Top of Extracted text

Historic Trust cancels Fourth of July fireworks at Fort Vancouver Updated 5 hours ago

Groups will host Summer Fest on fort grounds on July 3

By Monika Spykerman, Columbian staff writer Published: May 10, 2022, 10:50am Updated: May 11, 2022, 11:39am

A smaller, fireworks-free event at Fort Vancouver will replace the Independence Day fireworks extravaganza this summer after two years of cancellations due to the coronavirus pandemic. The Historic Trust on Tuesday announced the change, citing rising costs, scarce resources, wildfire risk and uncertainties wrought by the pandemic. The nonprofit organization will collaborate with the National Park Service and the city of Vancouver on a new community-picnic-style event called Summer Fest that may permanently replace the annual fireworks show. “People’s memory of the Fourth of July isn’t necessarily the red chrysanthemum firework. It’s the time spent together as a family. We haven’t been able to do that for two years,” said Amy VanCamp, director of marketing and events for The Historic Trust. “If we can be true to the memory of the tradition without putting pressure on the resources around us, let’s make that be the new memory.” Summer Fest will begin at 11 a.m. July 3 at the Fort Vancouver National Historic Site parade grounds. The free event will feature live music, lawn games, a cornhole tournament, bubbles, sidewalk chalk, rides in military vehicles, food vendors and beer tastings outside the Grant House on Officers Row. Families can bring their own picnics or purchase meals on site. A free family movie (not yet determined) will begin at dusk. Tough call VanCamp said that the decision to cancel the Fourth of July celebration was not taken lightly. After months of discussion and debate, the trust and its partners concluded that the “community” element of the event is what matters most.

That’s not so different from Vancouver’s past Independence Day festivities, VanCamp said. Fourth of July celebrations used to be organized by civic groups like the Lions Club and held on the parade grounds at Fort Vancouver because it was large enough to accommodate a crowd, she said. The first Fort Vancouver fireworks show took place in 1963. The event grew into Vancouver’s signature gathering. At its height, the event attracted crowds of 60,000 to the fort’s parade grounds and thousands more to surrounding areas. Before the pandemic, the fireworks show had only been canceled one other time — in 2009 due to the Great Recession. The Historic Trust undertook planning for Fourth of July festivities sometime after its incorporation in 1998, VanCamp said, in partnership with the city of Vancouver and the National Park Service at Fort Vancouver. “Everything changed over the last two years,” VanCamp said. She pointed to challenges like record high summer temperatures, local population growth and the 10 to 12 months needed for planning. “The impact on resources is a big deal for this event,” VanCamp said. “We’d normally have 180 security officers and police out here for the Fourth of July. They’re just not there anymore. The community has changed so much that it’s just not the best place for them to be. Cost, time, staff, people — it’s completely different.”

Bottom of Extracted text

▶ _Problem A_:
According to the fireworks article, what year did the first Fort Vancouver fireworks show take place?
▶ _Problem B_:
Translate this sentence from the fireworks article into Spanish: "Families can bring their own picnics or purchase meals on site."
▶ _Problem C_:
List every reason the fireworks article says The Historic Trust cited when it announced the change.
The data after the fireworks article is separate material.

Top of Given information

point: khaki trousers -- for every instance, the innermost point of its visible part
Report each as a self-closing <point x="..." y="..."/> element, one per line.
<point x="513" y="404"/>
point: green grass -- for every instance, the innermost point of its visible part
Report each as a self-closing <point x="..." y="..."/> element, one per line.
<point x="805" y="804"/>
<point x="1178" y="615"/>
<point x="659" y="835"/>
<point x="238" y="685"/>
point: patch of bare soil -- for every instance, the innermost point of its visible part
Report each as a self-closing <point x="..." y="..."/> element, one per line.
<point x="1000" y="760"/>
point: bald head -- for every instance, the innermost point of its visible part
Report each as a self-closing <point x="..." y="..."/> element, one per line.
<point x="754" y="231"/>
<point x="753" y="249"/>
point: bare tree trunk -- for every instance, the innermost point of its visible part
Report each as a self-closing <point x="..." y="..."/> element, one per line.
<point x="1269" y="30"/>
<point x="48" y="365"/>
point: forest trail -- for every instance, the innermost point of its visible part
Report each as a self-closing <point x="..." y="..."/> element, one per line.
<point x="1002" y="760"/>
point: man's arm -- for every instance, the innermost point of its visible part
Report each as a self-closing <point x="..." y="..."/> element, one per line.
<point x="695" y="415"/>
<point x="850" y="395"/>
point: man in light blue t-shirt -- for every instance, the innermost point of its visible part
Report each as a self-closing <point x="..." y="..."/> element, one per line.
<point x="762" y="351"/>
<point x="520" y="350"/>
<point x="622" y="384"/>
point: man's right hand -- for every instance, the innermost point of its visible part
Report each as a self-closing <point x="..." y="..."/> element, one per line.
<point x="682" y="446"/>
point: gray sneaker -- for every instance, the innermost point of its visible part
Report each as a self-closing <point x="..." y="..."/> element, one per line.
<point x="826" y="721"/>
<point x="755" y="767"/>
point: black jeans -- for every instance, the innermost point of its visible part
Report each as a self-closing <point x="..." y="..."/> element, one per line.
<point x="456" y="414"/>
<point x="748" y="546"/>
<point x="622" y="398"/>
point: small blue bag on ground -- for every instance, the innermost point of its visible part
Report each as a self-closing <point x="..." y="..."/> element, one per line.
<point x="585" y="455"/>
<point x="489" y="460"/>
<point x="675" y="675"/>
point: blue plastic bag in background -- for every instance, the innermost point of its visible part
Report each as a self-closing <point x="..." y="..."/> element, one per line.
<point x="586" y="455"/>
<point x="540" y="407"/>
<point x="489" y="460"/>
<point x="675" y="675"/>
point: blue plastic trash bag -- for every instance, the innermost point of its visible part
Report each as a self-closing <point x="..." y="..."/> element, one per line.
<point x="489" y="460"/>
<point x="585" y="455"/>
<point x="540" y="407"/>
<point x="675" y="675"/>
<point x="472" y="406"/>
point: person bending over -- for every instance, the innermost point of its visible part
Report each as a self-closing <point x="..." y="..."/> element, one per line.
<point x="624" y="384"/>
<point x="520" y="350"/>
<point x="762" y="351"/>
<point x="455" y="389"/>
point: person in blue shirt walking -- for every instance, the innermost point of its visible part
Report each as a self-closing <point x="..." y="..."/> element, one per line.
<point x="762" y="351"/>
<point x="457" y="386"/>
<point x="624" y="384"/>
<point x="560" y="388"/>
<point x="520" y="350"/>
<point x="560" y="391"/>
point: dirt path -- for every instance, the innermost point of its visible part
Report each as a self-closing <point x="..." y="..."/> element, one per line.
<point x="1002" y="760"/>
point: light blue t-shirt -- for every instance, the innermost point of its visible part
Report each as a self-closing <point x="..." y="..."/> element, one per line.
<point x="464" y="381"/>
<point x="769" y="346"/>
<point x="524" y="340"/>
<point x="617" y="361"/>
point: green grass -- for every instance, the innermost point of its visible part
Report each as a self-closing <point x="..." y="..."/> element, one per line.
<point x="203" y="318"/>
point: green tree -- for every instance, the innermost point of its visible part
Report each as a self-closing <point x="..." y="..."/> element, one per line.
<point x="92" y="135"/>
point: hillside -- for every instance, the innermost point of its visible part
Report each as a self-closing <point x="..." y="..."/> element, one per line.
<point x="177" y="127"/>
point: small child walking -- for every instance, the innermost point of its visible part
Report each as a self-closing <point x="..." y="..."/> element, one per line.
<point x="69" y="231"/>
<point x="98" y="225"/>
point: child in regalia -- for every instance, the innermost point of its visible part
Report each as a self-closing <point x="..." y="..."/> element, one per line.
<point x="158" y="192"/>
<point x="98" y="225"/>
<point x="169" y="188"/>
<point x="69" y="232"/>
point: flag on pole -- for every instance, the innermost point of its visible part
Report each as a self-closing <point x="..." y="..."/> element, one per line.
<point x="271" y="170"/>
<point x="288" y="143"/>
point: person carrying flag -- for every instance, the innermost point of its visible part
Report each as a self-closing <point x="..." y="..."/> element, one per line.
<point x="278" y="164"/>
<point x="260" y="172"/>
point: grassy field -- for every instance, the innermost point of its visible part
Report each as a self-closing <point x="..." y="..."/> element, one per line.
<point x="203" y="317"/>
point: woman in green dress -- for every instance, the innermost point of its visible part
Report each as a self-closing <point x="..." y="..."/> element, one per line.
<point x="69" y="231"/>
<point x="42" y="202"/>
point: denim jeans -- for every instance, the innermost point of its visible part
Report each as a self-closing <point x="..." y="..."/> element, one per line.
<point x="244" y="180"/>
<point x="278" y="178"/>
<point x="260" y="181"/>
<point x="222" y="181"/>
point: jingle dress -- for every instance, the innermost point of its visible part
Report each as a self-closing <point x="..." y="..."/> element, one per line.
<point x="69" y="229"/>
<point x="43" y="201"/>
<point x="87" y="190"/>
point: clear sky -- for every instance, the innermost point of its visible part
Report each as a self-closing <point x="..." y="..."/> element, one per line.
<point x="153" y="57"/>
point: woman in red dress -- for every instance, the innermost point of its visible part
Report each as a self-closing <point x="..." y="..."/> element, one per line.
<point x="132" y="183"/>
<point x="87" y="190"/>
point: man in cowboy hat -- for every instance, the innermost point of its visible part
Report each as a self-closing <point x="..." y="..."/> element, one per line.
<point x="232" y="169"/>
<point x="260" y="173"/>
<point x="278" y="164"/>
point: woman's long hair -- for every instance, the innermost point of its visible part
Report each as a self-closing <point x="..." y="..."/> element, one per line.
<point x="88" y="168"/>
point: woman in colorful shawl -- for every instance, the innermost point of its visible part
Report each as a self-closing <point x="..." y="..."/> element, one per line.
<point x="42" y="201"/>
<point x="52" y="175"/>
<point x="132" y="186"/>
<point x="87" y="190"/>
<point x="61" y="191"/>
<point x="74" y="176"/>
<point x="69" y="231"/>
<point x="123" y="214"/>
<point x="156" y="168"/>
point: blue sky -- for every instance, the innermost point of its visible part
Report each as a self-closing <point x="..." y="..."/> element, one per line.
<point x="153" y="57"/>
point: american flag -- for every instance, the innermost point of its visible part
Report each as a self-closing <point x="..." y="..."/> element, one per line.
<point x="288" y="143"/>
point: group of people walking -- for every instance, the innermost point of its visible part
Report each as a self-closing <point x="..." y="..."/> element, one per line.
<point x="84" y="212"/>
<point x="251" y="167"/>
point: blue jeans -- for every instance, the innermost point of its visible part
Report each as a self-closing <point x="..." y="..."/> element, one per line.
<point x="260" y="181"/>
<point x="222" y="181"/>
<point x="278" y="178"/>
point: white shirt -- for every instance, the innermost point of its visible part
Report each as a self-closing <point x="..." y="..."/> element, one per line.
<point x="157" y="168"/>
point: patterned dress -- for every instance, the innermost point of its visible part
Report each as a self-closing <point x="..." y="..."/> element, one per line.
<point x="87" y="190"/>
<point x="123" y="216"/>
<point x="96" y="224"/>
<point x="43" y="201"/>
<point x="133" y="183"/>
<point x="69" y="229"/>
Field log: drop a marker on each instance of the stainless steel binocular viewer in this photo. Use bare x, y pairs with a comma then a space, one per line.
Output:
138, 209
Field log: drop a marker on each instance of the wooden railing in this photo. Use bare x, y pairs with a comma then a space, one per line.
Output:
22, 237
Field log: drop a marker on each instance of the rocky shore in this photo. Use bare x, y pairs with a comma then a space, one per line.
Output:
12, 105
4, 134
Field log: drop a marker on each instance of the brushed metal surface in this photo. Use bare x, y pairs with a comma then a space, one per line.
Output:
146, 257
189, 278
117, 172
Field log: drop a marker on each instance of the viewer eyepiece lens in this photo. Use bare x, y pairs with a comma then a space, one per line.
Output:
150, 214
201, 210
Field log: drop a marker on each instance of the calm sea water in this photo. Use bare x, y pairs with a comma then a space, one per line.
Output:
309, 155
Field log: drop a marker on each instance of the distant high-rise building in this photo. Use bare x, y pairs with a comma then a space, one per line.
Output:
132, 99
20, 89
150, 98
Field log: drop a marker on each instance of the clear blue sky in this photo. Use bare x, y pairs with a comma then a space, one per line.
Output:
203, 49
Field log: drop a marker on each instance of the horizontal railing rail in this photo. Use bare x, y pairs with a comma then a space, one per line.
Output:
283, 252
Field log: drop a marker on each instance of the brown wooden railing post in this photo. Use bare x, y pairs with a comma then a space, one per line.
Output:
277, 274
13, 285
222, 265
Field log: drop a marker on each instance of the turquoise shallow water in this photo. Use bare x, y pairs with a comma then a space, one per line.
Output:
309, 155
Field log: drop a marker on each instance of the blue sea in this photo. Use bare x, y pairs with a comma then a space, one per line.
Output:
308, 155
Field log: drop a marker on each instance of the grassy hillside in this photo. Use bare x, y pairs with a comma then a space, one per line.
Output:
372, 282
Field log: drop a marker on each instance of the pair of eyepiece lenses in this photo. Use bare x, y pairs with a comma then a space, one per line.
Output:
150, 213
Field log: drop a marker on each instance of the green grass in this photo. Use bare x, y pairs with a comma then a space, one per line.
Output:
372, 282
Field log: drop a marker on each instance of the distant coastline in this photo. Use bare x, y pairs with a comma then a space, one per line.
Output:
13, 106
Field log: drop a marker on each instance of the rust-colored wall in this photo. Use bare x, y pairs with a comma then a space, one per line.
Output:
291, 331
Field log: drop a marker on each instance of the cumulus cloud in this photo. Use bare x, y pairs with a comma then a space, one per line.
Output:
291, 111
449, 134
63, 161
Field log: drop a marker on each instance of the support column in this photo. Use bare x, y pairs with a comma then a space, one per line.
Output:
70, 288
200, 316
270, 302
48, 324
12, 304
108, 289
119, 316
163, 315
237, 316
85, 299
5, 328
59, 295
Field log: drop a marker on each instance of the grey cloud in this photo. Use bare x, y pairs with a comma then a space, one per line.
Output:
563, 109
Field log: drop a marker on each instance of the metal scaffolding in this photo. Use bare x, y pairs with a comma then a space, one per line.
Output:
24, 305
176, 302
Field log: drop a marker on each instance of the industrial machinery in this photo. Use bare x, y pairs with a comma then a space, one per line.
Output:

Bottom of Given information

▶ _Result A_:
1963

▶ _Result B_:
Las familias pueden traer sus propios pícnics o comprar comidas en el lugar.

▶ _Result C_:
- Rising costs
- Scarce resources
- Wildfire risk
- Uncertainties wrought by the pandemic